## Exercise aim
Only the lines from the one containing "Guideline: the keypoint for each instance of the bonfire" through the end of the listing below are to be reproduced, exactly as they stand.

## Dataset
++++++
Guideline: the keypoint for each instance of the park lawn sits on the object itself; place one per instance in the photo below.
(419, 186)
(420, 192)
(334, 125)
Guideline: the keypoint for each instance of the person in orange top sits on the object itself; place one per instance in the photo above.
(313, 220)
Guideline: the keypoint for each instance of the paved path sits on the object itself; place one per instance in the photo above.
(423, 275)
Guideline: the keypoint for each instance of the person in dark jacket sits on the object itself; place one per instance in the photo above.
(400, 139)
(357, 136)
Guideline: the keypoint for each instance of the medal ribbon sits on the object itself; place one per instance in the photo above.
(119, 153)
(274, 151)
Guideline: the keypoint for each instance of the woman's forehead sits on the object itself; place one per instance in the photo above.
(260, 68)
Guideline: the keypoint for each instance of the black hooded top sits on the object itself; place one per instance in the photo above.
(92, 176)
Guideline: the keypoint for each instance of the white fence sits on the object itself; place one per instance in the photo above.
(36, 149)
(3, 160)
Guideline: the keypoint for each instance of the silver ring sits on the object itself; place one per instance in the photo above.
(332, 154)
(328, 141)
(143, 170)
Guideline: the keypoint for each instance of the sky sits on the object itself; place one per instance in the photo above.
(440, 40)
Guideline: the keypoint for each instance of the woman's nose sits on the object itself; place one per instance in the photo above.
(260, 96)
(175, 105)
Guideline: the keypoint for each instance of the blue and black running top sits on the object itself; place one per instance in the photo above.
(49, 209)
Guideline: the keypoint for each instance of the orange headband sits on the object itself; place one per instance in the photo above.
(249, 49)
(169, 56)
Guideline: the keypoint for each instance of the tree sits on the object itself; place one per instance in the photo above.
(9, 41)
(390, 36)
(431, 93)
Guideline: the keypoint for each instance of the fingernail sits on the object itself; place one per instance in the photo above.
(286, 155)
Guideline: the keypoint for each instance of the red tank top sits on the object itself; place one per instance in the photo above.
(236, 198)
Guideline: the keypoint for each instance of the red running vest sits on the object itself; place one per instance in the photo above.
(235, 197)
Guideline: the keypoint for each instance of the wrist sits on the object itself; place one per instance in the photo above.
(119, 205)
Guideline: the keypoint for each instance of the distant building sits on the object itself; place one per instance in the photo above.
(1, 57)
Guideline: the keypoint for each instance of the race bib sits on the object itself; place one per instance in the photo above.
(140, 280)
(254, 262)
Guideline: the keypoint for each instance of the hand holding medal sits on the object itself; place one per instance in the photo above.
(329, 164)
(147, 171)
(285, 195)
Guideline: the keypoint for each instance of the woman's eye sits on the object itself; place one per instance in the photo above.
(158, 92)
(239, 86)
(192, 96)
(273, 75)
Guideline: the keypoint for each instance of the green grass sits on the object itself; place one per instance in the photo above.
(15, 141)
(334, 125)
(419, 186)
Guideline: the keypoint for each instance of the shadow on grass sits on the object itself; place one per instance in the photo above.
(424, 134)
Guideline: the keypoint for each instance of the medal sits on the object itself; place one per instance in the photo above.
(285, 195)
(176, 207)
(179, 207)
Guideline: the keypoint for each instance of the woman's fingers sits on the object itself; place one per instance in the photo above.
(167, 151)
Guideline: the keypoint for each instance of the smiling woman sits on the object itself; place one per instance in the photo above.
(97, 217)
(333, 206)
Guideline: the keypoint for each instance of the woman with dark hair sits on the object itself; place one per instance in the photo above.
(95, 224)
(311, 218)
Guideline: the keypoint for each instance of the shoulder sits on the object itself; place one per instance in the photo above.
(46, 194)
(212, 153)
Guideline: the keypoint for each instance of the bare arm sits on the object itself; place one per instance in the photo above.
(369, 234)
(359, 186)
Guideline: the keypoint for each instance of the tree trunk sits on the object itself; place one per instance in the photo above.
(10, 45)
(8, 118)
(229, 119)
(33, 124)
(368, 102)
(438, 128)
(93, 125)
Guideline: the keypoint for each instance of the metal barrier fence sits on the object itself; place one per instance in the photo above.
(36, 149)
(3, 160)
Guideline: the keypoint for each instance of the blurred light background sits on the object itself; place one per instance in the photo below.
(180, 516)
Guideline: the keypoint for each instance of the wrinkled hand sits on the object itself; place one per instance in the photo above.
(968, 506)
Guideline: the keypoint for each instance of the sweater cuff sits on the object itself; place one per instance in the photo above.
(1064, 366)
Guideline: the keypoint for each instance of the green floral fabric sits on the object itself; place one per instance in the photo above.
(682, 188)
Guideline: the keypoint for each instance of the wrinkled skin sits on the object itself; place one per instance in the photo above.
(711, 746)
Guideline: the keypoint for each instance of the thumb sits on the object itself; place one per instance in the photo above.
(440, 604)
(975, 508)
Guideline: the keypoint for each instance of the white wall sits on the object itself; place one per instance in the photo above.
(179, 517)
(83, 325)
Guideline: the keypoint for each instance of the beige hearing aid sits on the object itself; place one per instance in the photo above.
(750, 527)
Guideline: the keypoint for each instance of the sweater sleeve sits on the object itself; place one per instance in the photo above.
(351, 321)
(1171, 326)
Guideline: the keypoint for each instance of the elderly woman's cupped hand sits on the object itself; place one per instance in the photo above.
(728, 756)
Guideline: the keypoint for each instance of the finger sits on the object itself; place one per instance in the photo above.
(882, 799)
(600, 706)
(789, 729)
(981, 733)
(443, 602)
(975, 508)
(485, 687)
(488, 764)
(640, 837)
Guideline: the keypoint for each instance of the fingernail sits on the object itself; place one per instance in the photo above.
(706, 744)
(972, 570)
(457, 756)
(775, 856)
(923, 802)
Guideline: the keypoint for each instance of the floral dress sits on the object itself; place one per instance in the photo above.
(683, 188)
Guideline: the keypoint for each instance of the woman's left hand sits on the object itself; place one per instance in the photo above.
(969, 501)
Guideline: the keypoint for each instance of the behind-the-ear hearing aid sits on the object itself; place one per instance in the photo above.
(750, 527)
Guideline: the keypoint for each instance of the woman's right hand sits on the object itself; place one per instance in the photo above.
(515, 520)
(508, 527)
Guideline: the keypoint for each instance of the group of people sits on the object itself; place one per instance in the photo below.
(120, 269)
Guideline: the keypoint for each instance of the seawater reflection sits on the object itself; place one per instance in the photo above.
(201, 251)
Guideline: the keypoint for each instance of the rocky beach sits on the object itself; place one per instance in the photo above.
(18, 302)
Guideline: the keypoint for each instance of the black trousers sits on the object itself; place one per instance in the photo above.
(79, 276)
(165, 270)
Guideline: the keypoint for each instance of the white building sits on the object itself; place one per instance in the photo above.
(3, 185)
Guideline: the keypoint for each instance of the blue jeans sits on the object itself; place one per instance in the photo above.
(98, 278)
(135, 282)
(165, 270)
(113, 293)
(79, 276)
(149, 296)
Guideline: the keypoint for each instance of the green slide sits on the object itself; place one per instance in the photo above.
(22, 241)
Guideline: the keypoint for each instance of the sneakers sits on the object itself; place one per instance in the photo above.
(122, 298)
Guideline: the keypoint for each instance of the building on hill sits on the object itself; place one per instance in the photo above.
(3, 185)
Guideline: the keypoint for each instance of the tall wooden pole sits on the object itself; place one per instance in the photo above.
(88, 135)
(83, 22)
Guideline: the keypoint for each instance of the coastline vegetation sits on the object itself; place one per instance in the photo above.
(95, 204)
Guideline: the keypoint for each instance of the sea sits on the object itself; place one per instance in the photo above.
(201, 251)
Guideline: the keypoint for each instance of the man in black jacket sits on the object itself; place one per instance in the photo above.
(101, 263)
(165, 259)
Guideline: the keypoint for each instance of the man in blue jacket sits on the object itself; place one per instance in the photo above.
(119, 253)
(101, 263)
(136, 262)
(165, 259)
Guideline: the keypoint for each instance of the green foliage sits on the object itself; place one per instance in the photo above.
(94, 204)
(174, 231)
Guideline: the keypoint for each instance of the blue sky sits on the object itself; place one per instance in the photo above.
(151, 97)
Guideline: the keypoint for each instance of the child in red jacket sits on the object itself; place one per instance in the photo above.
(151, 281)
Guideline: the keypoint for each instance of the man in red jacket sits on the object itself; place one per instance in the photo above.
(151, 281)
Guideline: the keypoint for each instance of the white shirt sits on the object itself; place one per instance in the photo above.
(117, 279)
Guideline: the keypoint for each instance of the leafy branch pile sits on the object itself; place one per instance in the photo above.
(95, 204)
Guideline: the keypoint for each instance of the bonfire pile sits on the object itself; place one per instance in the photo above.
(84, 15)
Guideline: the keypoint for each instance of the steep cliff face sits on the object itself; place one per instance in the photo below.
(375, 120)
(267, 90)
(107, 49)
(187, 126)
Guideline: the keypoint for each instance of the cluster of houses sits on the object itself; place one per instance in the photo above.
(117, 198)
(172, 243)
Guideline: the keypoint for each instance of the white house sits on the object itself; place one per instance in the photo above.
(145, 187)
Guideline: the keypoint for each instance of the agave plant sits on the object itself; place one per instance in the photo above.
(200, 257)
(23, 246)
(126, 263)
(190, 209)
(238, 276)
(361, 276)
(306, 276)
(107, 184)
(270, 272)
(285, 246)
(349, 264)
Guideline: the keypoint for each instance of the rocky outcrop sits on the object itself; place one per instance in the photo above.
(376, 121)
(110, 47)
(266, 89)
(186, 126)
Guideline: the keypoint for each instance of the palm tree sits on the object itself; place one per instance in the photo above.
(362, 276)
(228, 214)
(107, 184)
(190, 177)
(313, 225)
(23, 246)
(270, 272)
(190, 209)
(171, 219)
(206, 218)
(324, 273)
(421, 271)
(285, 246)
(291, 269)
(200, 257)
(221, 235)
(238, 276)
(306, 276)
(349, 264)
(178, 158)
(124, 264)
++++++
## Answer to the exercise
Guideline: the keypoint for each instance of the bonfire pile sits on the object itself; place one per instance in the photo above.
(84, 15)
Guideline: the keypoint for each instance of the steep cliff face sits on the object itself; place one per instance in the photo below.
(375, 120)
(267, 90)
(107, 49)
(187, 126)
Guideline: the keypoint for each instance of the cluster of houses sits on the object itself; place one per instance in the photo above.
(117, 198)
(172, 243)
Guideline: the keypoint for each instance of the white house sits on the object itself; place one per instance in the photo above.
(145, 187)
Guideline: the keypoint for each instance of the agave plant sits on the object itself; place one per instance in the photo above.
(200, 257)
(23, 246)
(126, 263)
(190, 209)
(238, 276)
(361, 276)
(306, 276)
(107, 184)
(270, 272)
(285, 246)
(349, 264)
Guideline: the keypoint for each instance of the rocky outcrop sits on the object itself; place one per instance in the photo above.
(376, 121)
(110, 47)
(266, 89)
(186, 126)
Guideline: the keypoint for each instance of the palm tree sits on the object itself; place one per instance in the photo above.
(362, 276)
(228, 214)
(107, 184)
(190, 177)
(313, 225)
(23, 246)
(270, 272)
(190, 209)
(171, 219)
(206, 218)
(324, 273)
(421, 271)
(285, 246)
(291, 269)
(200, 257)
(221, 235)
(238, 276)
(306, 276)
(349, 264)
(178, 158)
(124, 264)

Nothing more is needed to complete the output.